• TASK TO COMPLETE:
Where the word "tree" shows up in the entries below, please copy the whole line.
##########
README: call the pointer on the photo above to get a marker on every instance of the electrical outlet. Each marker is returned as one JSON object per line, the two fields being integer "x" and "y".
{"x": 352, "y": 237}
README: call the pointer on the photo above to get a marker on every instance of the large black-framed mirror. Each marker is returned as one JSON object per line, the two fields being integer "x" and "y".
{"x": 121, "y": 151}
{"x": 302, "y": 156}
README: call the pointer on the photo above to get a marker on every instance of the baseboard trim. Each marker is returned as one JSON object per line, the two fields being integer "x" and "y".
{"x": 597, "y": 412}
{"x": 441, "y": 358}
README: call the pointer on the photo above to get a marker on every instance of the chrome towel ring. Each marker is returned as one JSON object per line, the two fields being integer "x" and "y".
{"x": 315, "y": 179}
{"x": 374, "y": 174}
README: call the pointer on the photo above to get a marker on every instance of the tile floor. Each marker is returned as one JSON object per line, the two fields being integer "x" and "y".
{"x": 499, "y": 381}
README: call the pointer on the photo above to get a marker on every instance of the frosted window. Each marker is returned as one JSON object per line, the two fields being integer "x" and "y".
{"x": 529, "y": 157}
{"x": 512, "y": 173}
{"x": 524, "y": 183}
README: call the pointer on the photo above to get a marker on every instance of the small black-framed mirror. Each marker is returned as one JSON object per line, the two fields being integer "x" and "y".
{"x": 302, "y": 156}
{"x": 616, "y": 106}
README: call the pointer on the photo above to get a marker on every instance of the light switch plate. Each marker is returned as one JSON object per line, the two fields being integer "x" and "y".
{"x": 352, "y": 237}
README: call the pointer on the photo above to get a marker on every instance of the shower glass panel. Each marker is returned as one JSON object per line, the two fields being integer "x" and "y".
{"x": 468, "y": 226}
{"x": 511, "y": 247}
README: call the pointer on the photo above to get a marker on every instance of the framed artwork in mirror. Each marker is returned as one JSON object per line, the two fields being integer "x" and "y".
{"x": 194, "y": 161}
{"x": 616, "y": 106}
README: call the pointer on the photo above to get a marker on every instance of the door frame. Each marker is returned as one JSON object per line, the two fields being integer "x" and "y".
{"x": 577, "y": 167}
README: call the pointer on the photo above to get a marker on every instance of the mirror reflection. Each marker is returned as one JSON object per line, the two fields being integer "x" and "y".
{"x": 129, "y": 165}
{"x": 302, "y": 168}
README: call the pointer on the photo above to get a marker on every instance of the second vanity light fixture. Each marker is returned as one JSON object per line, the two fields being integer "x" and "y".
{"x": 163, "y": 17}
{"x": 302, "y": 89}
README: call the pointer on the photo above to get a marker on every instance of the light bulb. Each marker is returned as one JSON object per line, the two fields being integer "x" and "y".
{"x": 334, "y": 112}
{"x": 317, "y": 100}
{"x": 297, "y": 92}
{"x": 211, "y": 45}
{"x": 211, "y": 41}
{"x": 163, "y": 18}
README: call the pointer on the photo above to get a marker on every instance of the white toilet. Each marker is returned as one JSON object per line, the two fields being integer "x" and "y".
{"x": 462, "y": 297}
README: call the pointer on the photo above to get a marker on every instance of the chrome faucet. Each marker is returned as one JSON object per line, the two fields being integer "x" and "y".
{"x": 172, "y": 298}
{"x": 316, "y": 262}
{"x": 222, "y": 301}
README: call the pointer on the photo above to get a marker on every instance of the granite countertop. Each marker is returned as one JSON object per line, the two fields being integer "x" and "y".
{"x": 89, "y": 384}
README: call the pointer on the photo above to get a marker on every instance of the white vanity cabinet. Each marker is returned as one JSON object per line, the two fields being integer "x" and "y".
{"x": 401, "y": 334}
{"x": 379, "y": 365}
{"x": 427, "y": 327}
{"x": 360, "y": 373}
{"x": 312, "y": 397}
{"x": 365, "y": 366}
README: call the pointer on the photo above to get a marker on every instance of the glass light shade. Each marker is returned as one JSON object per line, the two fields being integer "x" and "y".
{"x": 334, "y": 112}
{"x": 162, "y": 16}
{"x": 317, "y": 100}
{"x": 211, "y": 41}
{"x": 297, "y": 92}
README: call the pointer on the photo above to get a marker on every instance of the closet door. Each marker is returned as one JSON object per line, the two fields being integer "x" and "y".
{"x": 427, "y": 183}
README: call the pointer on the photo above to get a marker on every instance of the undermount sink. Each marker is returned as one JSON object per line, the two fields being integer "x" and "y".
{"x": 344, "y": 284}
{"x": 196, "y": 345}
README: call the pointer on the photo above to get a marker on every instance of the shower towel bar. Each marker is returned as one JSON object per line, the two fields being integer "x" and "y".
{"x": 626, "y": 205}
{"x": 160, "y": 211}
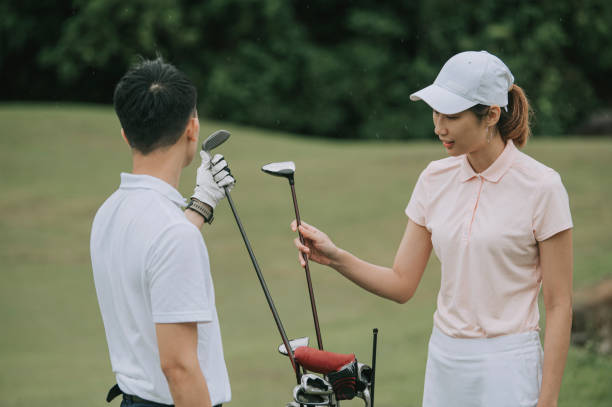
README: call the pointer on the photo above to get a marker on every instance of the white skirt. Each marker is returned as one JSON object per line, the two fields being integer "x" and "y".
{"x": 501, "y": 371}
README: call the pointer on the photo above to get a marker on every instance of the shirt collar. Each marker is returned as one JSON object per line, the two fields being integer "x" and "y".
{"x": 496, "y": 171}
{"x": 142, "y": 181}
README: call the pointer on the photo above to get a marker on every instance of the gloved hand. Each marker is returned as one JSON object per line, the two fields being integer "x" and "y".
{"x": 212, "y": 176}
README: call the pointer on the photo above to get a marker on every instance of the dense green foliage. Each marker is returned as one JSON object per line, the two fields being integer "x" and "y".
{"x": 333, "y": 68}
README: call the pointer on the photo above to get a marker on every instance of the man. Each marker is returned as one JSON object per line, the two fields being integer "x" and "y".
{"x": 150, "y": 263}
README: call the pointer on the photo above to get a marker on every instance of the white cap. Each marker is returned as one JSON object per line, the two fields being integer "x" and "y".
{"x": 467, "y": 79}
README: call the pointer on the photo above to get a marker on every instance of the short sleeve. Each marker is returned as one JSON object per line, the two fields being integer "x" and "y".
{"x": 552, "y": 212}
{"x": 417, "y": 206}
{"x": 179, "y": 276}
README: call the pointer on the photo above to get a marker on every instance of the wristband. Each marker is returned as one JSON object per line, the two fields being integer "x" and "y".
{"x": 201, "y": 208}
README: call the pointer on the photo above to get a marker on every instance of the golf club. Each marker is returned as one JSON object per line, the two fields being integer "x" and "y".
{"x": 373, "y": 374}
{"x": 287, "y": 170}
{"x": 213, "y": 141}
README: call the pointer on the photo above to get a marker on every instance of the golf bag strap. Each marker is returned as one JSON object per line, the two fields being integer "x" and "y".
{"x": 321, "y": 361}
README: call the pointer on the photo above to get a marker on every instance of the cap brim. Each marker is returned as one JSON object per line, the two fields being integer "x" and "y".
{"x": 441, "y": 100}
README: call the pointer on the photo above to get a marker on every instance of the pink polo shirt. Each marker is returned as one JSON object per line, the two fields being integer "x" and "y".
{"x": 485, "y": 230}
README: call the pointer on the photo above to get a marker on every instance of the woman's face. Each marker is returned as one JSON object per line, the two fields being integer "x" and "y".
{"x": 460, "y": 133}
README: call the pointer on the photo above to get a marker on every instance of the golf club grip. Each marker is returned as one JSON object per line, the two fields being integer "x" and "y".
{"x": 313, "y": 305}
{"x": 279, "y": 323}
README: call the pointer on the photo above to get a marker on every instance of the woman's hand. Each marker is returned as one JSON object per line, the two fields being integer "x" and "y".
{"x": 318, "y": 246}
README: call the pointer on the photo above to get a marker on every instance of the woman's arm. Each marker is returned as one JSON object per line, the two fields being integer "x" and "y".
{"x": 556, "y": 262}
{"x": 398, "y": 283}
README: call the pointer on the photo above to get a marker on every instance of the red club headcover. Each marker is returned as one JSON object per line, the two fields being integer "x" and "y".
{"x": 321, "y": 361}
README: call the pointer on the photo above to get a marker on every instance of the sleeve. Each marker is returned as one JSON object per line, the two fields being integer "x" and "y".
{"x": 179, "y": 277}
{"x": 417, "y": 206}
{"x": 552, "y": 212}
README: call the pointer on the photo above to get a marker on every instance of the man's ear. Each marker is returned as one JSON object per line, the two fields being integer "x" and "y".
{"x": 193, "y": 129}
{"x": 124, "y": 137}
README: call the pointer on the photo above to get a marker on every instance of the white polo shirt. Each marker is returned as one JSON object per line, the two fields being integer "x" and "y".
{"x": 485, "y": 230}
{"x": 150, "y": 265}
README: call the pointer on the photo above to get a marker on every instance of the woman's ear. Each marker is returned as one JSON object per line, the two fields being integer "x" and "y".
{"x": 493, "y": 115}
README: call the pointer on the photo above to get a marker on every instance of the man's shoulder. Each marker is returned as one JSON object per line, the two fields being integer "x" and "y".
{"x": 143, "y": 213}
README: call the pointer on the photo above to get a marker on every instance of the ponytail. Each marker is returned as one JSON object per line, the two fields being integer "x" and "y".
{"x": 515, "y": 124}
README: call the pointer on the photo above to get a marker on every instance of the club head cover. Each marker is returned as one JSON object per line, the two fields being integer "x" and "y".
{"x": 320, "y": 361}
{"x": 365, "y": 396}
{"x": 344, "y": 381}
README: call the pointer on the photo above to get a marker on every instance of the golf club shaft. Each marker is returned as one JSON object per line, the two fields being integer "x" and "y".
{"x": 374, "y": 343}
{"x": 279, "y": 324}
{"x": 313, "y": 305}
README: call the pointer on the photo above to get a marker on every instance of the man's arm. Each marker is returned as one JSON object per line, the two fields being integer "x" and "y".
{"x": 178, "y": 355}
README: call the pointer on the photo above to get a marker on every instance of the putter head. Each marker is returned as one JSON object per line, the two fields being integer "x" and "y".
{"x": 301, "y": 396}
{"x": 294, "y": 344}
{"x": 284, "y": 169}
{"x": 215, "y": 140}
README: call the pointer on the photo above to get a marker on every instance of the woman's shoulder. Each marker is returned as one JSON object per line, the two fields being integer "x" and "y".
{"x": 533, "y": 169}
{"x": 443, "y": 166}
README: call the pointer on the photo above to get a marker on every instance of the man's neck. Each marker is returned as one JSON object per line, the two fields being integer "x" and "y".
{"x": 162, "y": 164}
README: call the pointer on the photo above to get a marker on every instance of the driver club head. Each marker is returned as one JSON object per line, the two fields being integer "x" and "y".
{"x": 215, "y": 140}
{"x": 284, "y": 169}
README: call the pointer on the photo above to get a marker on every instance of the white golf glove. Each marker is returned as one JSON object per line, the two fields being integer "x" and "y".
{"x": 212, "y": 177}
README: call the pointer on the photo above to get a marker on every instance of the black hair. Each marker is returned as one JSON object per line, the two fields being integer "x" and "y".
{"x": 515, "y": 124}
{"x": 154, "y": 102}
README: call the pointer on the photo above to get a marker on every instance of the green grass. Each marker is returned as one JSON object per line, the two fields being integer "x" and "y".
{"x": 59, "y": 163}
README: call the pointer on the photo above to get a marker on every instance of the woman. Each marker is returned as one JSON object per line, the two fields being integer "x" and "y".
{"x": 499, "y": 221}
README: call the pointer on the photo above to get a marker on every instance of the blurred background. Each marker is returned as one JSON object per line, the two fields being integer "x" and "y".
{"x": 325, "y": 84}
{"x": 340, "y": 69}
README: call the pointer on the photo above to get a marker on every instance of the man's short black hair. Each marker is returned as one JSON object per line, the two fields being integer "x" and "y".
{"x": 154, "y": 102}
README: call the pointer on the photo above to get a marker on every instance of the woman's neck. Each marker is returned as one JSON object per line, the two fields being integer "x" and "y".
{"x": 482, "y": 158}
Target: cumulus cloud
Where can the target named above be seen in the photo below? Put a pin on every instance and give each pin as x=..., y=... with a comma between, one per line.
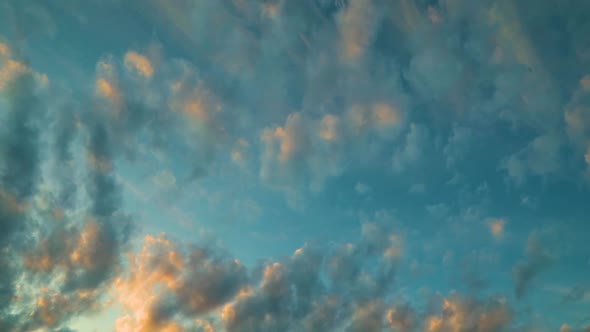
x=167, y=283
x=315, y=149
x=416, y=143
x=496, y=227
x=470, y=314
x=541, y=157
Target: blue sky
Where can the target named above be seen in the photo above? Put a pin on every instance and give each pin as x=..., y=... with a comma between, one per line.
x=278, y=165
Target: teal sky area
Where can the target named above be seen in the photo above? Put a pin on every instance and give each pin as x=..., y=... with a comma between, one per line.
x=295, y=166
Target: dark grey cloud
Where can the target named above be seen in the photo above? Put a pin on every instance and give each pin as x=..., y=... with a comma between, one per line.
x=19, y=173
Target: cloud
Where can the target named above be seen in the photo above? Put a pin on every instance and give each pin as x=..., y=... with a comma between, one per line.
x=469, y=314
x=315, y=149
x=362, y=188
x=356, y=27
x=139, y=63
x=539, y=158
x=416, y=143
x=20, y=148
x=167, y=283
x=536, y=260
x=496, y=227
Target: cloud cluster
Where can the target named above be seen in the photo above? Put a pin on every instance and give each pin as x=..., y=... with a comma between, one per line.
x=314, y=149
x=54, y=265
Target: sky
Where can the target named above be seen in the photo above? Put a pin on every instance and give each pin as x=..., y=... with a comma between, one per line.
x=295, y=165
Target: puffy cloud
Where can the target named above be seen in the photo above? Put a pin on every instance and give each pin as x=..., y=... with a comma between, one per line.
x=317, y=149
x=536, y=260
x=416, y=143
x=139, y=63
x=356, y=25
x=496, y=227
x=402, y=318
x=468, y=314
x=541, y=157
x=167, y=283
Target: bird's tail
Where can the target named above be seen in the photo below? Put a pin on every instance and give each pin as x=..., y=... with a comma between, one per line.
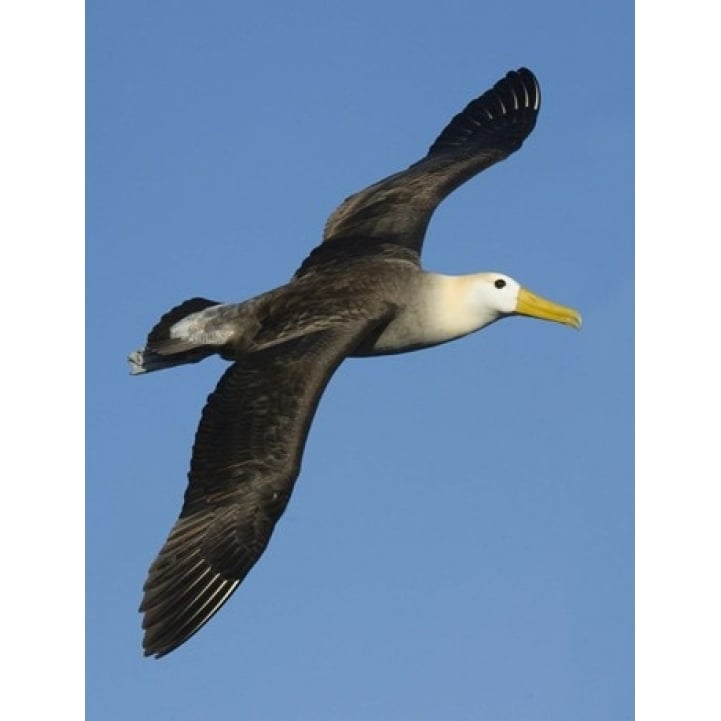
x=165, y=348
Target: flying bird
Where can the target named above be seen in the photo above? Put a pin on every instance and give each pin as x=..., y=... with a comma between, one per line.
x=361, y=292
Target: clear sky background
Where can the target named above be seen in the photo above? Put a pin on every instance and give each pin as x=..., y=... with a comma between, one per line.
x=460, y=541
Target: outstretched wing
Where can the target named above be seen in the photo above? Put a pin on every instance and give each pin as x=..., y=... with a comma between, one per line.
x=246, y=458
x=398, y=208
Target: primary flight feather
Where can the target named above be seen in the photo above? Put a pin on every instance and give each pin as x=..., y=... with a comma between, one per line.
x=361, y=292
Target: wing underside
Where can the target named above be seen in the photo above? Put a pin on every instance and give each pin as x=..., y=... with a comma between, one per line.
x=245, y=460
x=398, y=208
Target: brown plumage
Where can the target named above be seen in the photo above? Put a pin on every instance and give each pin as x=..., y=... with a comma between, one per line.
x=361, y=292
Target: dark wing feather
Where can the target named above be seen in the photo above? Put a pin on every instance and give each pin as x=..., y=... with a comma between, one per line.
x=398, y=208
x=246, y=458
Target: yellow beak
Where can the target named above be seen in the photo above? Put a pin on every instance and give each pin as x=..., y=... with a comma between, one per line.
x=536, y=307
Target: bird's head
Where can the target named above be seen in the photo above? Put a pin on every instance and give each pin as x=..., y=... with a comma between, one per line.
x=497, y=295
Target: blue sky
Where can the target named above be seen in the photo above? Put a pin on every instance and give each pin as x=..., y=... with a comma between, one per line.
x=460, y=541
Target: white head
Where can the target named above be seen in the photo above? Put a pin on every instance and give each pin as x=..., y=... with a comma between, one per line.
x=495, y=295
x=466, y=303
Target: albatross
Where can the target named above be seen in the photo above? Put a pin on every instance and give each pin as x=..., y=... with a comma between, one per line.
x=361, y=292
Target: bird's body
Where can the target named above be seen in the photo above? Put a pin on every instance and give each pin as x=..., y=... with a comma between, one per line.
x=362, y=292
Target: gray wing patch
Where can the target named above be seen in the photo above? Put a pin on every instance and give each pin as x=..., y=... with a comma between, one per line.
x=245, y=461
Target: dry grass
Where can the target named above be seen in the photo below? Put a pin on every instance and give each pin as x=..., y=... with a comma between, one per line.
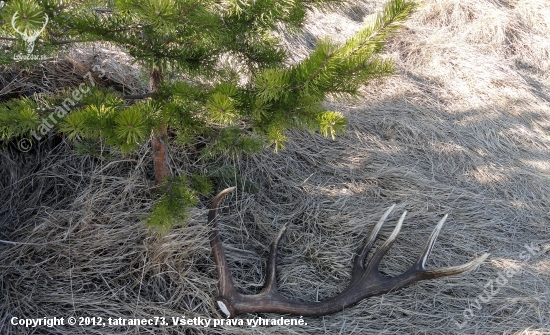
x=463, y=128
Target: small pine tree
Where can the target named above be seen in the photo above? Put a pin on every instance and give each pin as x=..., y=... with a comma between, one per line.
x=216, y=69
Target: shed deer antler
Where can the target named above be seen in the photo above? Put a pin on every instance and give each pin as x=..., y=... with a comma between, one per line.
x=28, y=38
x=366, y=280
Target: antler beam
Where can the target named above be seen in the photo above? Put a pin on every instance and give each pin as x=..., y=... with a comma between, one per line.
x=366, y=280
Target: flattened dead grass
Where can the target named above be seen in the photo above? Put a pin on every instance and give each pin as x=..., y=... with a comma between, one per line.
x=463, y=128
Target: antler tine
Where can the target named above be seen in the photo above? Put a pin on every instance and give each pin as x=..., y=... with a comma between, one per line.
x=374, y=262
x=419, y=268
x=364, y=282
x=421, y=263
x=360, y=258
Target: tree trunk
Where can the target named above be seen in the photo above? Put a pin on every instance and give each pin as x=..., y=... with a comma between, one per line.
x=158, y=137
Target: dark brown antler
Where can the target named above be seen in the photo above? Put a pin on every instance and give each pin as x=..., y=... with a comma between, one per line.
x=366, y=281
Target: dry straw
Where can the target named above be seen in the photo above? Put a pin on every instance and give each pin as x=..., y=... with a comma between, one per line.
x=463, y=128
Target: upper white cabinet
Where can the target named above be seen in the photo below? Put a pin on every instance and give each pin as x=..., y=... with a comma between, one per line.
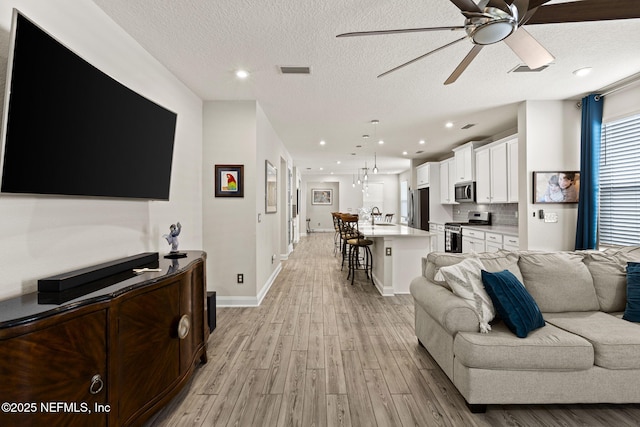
x=447, y=181
x=465, y=162
x=422, y=175
x=512, y=171
x=492, y=177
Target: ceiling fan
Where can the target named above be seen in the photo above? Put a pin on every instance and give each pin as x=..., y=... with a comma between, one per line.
x=492, y=21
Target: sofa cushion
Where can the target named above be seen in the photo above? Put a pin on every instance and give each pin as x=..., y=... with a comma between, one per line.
x=464, y=280
x=609, y=279
x=558, y=281
x=632, y=310
x=492, y=261
x=616, y=342
x=547, y=348
x=512, y=301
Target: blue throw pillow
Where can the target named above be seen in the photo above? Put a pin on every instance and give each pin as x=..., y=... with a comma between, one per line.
x=516, y=306
x=632, y=310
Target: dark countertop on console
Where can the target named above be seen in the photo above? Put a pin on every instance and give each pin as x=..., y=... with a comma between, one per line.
x=25, y=308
##########
• RESULT:
Target: small pine tree
Target: tree trunk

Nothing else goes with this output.